▸ **Exercise prompt**
Every line below that includes the word "instance" needs to be copied.

-.-.-

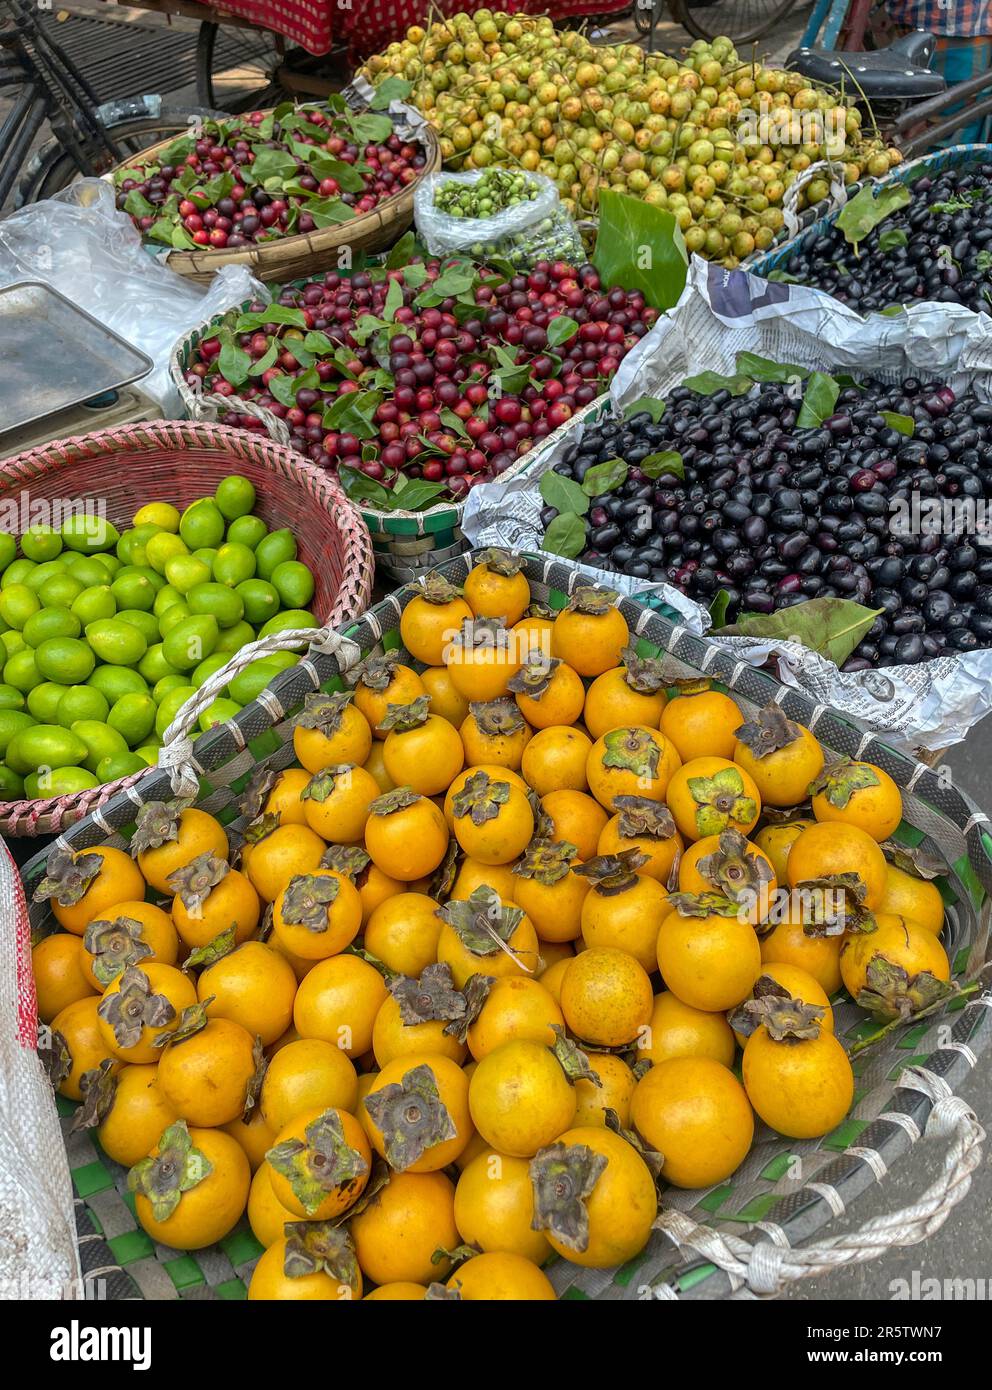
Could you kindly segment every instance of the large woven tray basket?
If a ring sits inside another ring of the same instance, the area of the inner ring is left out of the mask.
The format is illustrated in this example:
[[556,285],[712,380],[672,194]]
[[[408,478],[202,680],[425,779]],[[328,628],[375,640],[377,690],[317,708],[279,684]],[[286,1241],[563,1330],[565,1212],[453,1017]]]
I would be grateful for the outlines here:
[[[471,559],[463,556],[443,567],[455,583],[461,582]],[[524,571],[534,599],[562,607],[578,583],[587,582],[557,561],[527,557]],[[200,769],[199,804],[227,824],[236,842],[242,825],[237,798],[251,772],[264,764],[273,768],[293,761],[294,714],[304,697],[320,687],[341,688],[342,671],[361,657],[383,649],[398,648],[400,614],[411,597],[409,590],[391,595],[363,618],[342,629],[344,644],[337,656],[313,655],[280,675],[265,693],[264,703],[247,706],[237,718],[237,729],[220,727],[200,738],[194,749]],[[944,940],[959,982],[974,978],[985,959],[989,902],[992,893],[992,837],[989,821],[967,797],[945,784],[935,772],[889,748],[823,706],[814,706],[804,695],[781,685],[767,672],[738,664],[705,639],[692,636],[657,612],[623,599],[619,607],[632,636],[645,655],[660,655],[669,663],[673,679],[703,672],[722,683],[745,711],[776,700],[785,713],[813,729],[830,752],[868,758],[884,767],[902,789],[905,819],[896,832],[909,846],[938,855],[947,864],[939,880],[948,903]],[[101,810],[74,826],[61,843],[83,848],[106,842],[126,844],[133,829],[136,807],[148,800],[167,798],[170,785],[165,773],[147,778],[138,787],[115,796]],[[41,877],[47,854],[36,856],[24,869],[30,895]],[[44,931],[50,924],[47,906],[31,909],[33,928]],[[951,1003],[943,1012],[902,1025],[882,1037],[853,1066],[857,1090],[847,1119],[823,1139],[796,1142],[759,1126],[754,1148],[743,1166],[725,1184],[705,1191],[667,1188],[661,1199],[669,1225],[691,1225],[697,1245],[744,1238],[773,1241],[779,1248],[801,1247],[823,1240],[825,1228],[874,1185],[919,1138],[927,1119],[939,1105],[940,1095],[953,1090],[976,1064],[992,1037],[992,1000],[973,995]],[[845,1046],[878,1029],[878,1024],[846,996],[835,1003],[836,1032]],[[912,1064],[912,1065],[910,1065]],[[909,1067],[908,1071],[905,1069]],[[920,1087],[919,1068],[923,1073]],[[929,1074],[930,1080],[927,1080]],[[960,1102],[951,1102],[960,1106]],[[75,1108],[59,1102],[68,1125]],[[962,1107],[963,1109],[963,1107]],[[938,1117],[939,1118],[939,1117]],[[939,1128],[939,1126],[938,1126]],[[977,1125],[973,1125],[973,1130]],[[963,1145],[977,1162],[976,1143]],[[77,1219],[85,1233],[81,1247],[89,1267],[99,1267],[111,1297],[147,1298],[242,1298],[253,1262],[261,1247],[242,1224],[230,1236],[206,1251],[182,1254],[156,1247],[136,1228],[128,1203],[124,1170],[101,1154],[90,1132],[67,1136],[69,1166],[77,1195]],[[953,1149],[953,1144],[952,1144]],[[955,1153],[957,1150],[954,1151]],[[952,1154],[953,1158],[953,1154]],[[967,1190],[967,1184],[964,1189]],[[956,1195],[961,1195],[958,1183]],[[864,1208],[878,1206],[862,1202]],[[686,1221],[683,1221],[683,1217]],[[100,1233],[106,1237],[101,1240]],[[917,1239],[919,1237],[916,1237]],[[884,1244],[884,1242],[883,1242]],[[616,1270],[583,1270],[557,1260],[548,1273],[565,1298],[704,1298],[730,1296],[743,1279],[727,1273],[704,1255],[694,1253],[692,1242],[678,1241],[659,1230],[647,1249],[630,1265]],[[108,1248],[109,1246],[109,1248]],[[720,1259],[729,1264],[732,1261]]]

-.-.-

▸ **Your response**
Could you kindly segment every instance of the large woven tray basket?
If a ring sits inside another ring of the same instance, the area of the inner ring is left out of the mask.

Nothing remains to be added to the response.